Belirtilen amaç 1: Aşağıdaki verilen metinde "Hizbullah terminolojisinde cihat" ifadesinden "şiddet hareketi aşamasıdır." ifadesine kadar uzanan bölümü hiçbir değişiklik yapmadan yeniden yazın.

**** Verilen metin ****

Öte yandan, Yılmaz’ın cezasına karar veren heyette yer alan hakim Oktay Kuban’ın 766 sayfalık gerekçeli kararında Hizbullah’ın eylemleri, nihai amacı ve hedef aldığı kişiler tek tek açıklandı.

“DEMOKRATİK LAİK DEVLET DİN DÜŞMANI OLARAK GÖRÜLMÜŞTÜR”

Kitap haline dönüştürülen gerekçeli kararın bir kısmı şöyle:

Hizbullah, toplumu inananlar ve geri kalanlar (Kâfirler) diye kesin bir çizgiyle ‘Biz ve onlar’ diye ayırmıştır. Demokratik laik devlet din düşmanı olarak görülmüştür. Örgüt yöneticileri, örgüt üyelerine laik düşüncede olanları, sol görüşlü olanları hedef göstermiş, özellikle Atatürkçü Düşünce Derneği, Lions ve Rotary Kulüpleri hakkında bilgi toplayıp izlemiştir.

Kendi yaşam tarzını kabul ettirmeyi ilahi bir görev görmüş, en belirgin özelliği yeterli sayı ve imkânı bulduğunda cihat aşamasına önem vermesidir. Demokratik laik devlet, sol görüşlü ve laik düşüncede olanlar İslam düşmanı olarak görülmüştür.

Türkiye Cumhuriyeti Devletinin, İslami kanunlarla idare edilmediği için her türlü eylemi gerçekleştirmenin büyük bir dini vecibe olduğunu belirtilmektedir. Örgüt, kendi tabanına ‘Müslüman olan cemaatsiz olmaz’ diyerek biat metni imzalatılarak hareketleri kontrol altında tutmaktadır.

“İSLAMİ ŞERİAT ESASLARINA DAYALI DEVLET KURMAK İÇİN YAPILAN TERÖRİZMİN SİLAHLI AŞAMASI”

Hizbullah terminolojisinde cihat aşaması, kendileri gibi düşünmeyenlerin öldürülmesi gerektiği süreç olarak görülmektedir.

Kendilerini kurban etmeye inanan örgüt mensupları örgüt ideolojisi doğrultusunda yapacakları eylemlerde hiçbir kırmızı çizgilerinin olmadığı cihatçı aşamaya ulaşmışlardır. Kısaca cihat siyasal iktidarı ele geçirip İslami şeriat esaslarına dayalı devlet kurmak için yapılan terörizmin silahlı aşamasıdır.

Dini değerleri korumak adı altında o değerleri acımasızca tahrip eden şiddet hareketi aşamasıdır.

“CAMİLERDE EYLEM PLANI”

**** İşlenecek liste ****

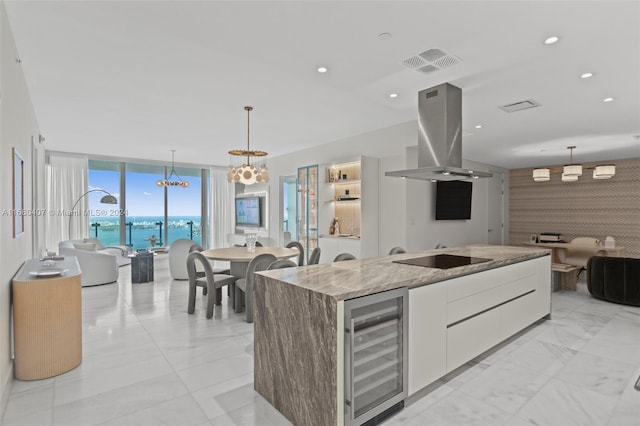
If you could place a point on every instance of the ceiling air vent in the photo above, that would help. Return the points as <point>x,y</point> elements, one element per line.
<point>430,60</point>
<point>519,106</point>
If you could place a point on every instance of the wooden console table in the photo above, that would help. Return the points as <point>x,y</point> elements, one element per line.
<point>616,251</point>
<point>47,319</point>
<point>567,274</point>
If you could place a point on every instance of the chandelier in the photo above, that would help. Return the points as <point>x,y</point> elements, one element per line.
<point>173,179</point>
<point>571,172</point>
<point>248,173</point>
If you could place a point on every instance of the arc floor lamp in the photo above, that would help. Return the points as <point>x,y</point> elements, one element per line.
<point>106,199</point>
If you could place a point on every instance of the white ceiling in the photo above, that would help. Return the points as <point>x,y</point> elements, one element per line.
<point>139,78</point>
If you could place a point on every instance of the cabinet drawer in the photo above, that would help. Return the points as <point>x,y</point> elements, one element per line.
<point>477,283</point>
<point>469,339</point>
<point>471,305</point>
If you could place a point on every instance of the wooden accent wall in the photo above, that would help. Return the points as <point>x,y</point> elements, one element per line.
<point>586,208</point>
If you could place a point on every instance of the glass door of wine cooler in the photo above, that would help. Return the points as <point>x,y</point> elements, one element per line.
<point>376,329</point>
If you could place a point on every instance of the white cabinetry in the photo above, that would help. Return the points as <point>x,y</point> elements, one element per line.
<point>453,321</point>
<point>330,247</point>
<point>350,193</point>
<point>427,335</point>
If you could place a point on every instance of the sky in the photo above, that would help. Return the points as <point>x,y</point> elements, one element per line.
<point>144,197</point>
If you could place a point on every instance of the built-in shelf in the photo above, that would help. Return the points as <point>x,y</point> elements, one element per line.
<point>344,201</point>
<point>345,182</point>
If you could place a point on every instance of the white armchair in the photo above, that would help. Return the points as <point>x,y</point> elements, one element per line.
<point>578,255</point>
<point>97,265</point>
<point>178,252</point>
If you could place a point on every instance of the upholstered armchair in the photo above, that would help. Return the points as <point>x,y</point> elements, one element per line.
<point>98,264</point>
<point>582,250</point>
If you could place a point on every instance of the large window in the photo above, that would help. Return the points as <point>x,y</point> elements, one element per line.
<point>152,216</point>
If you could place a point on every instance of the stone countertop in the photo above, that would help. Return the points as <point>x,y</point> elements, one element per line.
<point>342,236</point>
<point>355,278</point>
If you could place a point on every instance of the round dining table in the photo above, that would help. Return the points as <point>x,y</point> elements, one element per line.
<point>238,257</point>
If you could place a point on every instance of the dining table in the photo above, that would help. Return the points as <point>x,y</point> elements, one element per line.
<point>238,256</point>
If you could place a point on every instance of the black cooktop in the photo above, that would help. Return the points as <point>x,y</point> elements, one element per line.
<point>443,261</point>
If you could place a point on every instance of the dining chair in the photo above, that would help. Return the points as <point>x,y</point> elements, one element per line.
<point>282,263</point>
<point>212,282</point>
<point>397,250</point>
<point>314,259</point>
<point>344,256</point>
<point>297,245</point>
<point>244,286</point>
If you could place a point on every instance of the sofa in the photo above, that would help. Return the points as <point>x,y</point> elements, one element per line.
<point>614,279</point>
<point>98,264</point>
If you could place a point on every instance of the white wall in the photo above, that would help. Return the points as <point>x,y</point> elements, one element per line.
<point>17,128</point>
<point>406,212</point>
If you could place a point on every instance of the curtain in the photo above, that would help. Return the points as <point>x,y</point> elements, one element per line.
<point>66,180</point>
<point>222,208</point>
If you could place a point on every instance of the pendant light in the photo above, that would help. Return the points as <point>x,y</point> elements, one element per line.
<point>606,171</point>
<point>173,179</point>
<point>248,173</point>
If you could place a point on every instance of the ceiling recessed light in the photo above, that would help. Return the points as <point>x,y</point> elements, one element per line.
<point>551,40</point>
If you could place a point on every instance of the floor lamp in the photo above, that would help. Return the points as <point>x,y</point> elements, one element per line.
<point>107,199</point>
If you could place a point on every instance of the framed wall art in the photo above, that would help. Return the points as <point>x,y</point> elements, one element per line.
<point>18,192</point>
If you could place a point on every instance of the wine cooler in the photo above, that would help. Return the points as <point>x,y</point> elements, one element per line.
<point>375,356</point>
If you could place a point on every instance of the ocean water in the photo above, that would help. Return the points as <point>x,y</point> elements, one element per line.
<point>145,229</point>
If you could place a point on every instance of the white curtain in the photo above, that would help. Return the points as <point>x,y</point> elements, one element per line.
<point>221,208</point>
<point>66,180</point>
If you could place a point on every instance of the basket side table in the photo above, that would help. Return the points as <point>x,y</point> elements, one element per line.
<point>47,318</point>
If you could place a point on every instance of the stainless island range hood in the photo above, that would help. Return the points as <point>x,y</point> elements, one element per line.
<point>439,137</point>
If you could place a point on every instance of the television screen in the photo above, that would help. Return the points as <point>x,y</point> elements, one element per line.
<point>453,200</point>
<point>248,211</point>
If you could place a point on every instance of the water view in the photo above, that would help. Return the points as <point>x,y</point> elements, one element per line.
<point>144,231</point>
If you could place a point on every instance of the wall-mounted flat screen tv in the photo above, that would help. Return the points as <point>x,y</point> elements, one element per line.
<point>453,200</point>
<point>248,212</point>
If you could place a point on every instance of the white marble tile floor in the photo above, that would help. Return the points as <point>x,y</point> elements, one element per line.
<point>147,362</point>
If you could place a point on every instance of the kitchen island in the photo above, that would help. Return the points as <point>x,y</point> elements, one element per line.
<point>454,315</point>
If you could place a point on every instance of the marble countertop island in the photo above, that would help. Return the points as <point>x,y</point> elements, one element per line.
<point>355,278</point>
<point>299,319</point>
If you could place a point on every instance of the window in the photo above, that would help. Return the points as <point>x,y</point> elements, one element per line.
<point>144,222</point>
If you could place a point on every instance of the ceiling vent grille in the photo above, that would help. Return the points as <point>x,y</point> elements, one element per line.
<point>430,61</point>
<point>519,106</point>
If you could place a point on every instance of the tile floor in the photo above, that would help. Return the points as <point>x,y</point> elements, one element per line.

****

Belirtilen amaç 2: Yukarıdaki listenin başından "<point>471,305</point>" ifadesinin geçtiği satıra kadar uzanan kısmı, her iki ucu da dahil ederek aynen tekrar edin. Resimleri yanıta almayın.

Yanıt 1:
Hizbullah terminolojisinde cihat aşaması, kendileri gibi düşünmeyenlerin öldürülmesi gerektiği süreç olarak görülmektedir.

Kendilerini kurban etmeye inanan örgüt mensupları örgüt ideolojisi doğrultusunda yapacakları eylemlerde hiçbir kırmızı çizgilerinin olmadığı cihatçı aşamaya ulaşmışlardır. Kısaca cihat siyasal iktidarı ele geçirip İslami şeriat esaslarına dayalı devlet kurmak için yapılan terörizmin silahlı aşamasıdır.

Dini değerleri korumak adı altında o değerleri acımasızca tahrip eden şiddet hareketi aşamasıdır.

Yanıt 2:
If you could place a point on every instance of the ceiling air vent in the photo above, that would help. Return the points as <point>x,y</point> elements, one element per line.
<point>430,60</point>
<point>519,106</point>
If you could place a point on every instance of the wooden console table in the photo above, that would help. Return the points as <point>x,y</point> elements, one element per line.
<point>616,251</point>
<point>47,319</point>
<point>567,274</point>
If you could place a point on every instance of the chandelier in the photo above, that would help. Return the points as <point>x,y</point> elements, one element per line.
<point>173,179</point>
<point>571,172</point>
<point>248,173</point>
If you could place a point on every instance of the arc floor lamp in the photo above, that would help. Return the points as <point>x,y</point> elements, one element per line.
<point>106,199</point>
If you could place a point on every instance of the white ceiling in the photo above, that would help. Return the points as <point>x,y</point> elements, one element per line.
<point>139,78</point>
If you could place a point on every instance of the cabinet drawer in the photo above, that would help. Return the points as <point>x,y</point> elements, one element per line.
<point>477,283</point>
<point>469,339</point>
<point>471,305</point>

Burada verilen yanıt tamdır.